» **GIVEN REQUEST**: Give only the lines from the one containing "Mark the orange cutting" through the end of the material below, exactly as written.

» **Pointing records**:
========================================================================

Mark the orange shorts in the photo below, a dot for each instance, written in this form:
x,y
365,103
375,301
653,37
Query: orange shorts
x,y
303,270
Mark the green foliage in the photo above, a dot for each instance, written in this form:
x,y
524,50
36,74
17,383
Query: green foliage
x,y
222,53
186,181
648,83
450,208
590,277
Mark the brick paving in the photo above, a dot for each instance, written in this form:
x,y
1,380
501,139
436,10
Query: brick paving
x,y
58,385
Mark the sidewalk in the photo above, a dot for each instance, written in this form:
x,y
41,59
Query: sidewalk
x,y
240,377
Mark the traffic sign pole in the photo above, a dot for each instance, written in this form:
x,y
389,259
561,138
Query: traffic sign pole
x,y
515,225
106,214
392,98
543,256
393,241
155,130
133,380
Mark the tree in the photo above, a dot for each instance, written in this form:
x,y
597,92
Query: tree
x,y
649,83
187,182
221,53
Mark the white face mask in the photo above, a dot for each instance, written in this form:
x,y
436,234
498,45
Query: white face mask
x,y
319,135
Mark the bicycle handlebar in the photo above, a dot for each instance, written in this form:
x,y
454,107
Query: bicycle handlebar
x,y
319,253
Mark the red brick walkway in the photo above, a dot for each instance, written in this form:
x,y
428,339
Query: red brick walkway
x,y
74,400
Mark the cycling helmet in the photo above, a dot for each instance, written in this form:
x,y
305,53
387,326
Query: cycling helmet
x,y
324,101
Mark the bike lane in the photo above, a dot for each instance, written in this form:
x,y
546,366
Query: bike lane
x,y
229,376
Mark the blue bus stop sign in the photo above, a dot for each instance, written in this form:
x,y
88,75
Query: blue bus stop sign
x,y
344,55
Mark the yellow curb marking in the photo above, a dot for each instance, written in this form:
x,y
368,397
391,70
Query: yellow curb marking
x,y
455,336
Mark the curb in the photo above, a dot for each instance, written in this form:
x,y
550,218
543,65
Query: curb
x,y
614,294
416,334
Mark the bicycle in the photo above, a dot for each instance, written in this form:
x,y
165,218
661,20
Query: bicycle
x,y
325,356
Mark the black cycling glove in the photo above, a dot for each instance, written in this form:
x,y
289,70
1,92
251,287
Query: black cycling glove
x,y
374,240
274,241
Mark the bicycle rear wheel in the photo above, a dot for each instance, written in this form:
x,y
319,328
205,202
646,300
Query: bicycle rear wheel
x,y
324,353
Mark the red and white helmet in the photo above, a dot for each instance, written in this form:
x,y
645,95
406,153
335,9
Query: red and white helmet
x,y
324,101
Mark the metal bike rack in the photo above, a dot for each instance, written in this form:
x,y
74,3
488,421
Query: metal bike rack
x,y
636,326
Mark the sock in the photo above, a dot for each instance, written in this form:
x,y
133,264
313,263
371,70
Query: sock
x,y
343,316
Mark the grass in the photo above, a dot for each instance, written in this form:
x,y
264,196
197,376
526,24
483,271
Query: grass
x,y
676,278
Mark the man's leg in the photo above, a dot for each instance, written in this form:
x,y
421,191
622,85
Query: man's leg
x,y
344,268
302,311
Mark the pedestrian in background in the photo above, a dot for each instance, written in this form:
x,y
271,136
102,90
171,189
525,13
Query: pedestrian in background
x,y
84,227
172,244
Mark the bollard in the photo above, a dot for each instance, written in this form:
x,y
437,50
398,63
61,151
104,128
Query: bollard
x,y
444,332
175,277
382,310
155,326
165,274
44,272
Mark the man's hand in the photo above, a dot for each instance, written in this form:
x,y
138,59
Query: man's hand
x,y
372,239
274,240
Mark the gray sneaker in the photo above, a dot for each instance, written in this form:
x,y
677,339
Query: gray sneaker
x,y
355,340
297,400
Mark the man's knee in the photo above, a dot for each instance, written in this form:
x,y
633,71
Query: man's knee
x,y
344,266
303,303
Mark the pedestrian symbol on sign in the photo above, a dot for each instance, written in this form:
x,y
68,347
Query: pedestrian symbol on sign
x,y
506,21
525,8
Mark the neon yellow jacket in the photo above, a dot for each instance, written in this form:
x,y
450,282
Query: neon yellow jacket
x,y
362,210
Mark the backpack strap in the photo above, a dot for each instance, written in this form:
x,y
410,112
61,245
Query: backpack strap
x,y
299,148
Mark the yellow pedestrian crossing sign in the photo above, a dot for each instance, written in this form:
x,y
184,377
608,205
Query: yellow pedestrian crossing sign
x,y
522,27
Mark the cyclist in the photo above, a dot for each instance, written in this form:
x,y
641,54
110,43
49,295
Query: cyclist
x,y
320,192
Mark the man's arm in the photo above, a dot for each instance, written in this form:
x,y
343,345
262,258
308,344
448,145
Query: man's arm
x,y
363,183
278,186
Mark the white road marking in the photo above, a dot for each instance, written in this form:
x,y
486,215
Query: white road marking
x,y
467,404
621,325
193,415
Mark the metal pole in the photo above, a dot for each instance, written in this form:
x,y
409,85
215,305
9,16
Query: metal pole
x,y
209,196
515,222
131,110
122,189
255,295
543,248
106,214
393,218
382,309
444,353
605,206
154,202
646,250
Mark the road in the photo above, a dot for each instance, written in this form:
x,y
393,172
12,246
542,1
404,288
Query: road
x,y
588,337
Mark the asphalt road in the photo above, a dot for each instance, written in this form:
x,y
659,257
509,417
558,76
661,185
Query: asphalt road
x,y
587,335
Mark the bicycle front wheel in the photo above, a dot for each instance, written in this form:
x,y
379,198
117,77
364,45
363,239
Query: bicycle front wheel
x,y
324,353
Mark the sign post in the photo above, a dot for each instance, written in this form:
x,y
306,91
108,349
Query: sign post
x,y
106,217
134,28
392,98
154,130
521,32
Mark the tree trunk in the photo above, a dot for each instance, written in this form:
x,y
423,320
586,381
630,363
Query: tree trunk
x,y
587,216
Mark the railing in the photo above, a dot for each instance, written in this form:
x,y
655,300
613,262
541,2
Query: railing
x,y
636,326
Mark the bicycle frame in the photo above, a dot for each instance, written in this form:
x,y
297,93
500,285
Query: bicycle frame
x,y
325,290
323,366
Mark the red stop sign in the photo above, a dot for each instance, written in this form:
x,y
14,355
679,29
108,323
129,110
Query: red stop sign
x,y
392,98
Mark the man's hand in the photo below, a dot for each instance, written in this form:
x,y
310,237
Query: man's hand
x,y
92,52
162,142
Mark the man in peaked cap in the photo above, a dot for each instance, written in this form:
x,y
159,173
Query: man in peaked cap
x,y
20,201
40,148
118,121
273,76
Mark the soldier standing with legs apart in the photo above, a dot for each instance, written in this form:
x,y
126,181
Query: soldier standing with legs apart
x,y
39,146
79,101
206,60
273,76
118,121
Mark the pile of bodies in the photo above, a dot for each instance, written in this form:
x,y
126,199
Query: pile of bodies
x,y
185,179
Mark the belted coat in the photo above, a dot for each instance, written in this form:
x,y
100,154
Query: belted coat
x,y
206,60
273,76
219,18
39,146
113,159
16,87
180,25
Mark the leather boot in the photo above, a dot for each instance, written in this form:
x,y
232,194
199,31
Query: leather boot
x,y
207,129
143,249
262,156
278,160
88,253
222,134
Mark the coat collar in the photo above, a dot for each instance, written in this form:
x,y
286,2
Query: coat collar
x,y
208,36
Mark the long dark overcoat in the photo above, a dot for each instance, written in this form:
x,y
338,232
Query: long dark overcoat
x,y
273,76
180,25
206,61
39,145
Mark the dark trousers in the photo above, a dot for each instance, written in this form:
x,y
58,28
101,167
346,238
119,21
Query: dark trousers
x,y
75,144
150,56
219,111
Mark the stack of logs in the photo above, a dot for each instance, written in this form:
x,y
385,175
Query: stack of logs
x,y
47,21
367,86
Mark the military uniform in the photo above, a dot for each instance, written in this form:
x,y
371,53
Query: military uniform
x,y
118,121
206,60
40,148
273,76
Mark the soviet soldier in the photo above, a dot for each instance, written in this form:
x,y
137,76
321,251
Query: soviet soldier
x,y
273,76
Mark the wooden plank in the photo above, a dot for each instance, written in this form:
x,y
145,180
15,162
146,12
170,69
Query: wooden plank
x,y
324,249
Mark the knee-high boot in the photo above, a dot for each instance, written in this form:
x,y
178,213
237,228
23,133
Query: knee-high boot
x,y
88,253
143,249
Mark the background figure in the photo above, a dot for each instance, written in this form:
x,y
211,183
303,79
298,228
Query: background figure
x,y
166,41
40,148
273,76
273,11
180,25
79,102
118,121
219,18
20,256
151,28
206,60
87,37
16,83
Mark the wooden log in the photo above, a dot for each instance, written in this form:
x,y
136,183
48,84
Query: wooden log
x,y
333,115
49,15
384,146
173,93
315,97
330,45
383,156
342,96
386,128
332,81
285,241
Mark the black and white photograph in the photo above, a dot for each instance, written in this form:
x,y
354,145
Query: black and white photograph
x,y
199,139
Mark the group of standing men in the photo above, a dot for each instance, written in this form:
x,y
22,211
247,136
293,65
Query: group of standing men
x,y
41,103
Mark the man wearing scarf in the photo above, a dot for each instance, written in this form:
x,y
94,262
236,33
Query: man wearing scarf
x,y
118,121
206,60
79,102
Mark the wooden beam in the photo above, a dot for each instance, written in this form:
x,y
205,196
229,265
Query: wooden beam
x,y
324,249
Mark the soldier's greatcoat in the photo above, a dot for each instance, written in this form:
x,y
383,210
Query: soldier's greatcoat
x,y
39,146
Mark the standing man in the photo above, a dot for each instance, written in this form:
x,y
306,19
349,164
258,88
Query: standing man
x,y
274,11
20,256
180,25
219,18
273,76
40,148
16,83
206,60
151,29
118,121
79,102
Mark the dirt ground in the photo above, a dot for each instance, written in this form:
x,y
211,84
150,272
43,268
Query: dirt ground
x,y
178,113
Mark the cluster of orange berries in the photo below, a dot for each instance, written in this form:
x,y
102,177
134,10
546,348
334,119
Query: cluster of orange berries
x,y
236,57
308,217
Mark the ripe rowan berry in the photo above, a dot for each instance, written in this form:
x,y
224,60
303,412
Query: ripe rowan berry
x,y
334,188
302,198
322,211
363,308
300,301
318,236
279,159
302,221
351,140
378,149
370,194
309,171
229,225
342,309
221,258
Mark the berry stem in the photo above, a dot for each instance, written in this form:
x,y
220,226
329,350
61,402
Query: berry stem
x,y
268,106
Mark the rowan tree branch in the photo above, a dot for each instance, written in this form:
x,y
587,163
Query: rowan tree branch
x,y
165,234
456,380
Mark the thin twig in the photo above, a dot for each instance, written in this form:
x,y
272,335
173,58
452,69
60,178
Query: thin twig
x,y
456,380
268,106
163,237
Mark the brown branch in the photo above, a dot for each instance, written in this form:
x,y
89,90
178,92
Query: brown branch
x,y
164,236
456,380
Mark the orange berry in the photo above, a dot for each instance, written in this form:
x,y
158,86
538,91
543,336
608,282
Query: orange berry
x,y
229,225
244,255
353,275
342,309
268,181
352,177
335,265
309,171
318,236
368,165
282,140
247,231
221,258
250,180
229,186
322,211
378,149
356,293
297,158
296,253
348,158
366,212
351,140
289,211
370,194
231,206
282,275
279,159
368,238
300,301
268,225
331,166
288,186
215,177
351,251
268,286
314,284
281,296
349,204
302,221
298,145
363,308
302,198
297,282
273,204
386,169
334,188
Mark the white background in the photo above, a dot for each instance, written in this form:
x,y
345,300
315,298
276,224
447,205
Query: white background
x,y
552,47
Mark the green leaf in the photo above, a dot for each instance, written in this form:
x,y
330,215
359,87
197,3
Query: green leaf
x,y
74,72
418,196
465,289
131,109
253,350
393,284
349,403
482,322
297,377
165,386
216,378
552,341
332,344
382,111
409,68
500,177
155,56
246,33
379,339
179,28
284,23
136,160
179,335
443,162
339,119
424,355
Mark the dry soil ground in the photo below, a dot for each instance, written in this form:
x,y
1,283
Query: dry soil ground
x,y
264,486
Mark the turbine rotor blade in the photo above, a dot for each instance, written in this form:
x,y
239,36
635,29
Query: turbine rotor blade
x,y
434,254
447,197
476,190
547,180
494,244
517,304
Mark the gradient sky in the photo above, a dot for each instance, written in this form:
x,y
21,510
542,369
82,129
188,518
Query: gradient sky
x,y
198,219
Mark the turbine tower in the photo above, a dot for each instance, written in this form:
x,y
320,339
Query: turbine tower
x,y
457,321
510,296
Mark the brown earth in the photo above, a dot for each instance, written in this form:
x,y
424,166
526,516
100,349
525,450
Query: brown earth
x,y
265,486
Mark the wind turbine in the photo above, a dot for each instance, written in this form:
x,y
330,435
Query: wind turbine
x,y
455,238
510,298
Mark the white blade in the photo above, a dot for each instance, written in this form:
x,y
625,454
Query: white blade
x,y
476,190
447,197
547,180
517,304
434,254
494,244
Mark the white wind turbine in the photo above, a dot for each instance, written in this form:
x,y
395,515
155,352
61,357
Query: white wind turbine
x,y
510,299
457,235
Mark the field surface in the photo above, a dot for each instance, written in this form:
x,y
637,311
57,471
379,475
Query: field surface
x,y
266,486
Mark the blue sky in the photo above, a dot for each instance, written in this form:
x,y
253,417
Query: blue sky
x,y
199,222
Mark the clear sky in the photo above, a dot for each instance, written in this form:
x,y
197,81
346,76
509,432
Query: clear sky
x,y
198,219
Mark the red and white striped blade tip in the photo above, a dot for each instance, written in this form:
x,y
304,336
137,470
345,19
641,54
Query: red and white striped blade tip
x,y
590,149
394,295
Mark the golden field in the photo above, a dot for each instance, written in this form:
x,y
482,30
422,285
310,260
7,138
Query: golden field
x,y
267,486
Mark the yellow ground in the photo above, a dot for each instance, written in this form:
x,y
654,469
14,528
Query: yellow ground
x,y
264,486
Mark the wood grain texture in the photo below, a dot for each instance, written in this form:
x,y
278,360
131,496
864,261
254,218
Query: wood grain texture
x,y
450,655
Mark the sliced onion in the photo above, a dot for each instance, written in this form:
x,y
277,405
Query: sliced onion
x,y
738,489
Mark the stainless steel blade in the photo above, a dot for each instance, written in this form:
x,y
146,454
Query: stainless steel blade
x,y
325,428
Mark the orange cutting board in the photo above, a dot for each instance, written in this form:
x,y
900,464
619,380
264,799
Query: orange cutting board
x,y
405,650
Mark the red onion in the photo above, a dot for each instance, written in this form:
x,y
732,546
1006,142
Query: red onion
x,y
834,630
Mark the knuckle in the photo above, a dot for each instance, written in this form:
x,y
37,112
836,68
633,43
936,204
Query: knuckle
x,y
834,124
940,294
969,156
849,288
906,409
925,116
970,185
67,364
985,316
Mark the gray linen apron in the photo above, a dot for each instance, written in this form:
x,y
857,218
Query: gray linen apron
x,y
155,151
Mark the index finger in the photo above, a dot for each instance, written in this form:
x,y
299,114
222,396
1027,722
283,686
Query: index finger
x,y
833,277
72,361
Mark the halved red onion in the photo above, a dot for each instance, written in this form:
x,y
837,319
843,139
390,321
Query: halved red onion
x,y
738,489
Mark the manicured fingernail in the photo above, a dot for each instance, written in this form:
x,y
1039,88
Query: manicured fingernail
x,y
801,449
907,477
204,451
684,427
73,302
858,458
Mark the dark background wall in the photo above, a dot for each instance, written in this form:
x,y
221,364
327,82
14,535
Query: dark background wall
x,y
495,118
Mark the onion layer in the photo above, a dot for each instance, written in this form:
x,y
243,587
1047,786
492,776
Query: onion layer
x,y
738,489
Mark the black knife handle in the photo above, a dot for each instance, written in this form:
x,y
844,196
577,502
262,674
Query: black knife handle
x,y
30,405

========================================================================

» **EXERCISE RESULT**:
Mark the orange cutting board in the photo above, a dot for each instance, written in this form:
x,y
900,464
619,380
264,799
Query: orange cutting board
x,y
405,650
Mark the red onion in the photo above, a dot for each instance, written in this form:
x,y
732,546
1006,142
Query: red onion
x,y
834,630
Mark the knuckle in the photo above, a dot for each instance, written in this form:
x,y
37,112
836,68
633,43
936,204
Query: knuckle
x,y
834,124
940,294
969,156
849,288
906,409
925,116
970,185
67,364
985,316
Mark the gray linen apron in the photo above, a dot for each instance, written in this form:
x,y
857,218
Query: gray linen apron
x,y
155,151
Mark the index finger in the photo above, a dot for each instance, written in this form:
x,y
299,114
222,396
1027,722
283,686
Query: index finger
x,y
833,277
72,361
Mark the halved red onion in the photo above, a dot for each instance, written in this form:
x,y
837,319
843,139
390,321
Query: halved red onion
x,y
738,489
Mark the manicured fingernail in the photo above, a dot for each instance, written in this form:
x,y
1039,88
Query: manicured fingernail
x,y
801,449
907,477
204,451
684,427
73,302
858,458
Mark the dark background wall in the photo above, a dot for each instance, written in this form:
x,y
221,364
327,82
14,535
Query: dark background wall
x,y
495,118
Mark the onion layer in the photo above, a dot for each instance, written in this form:
x,y
243,587
1047,786
492,776
Query: onion layer
x,y
738,489
Mark the black knife handle in the photo above, a dot for each instance, written in this form:
x,y
844,196
577,502
262,674
Query: black knife handle
x,y
30,405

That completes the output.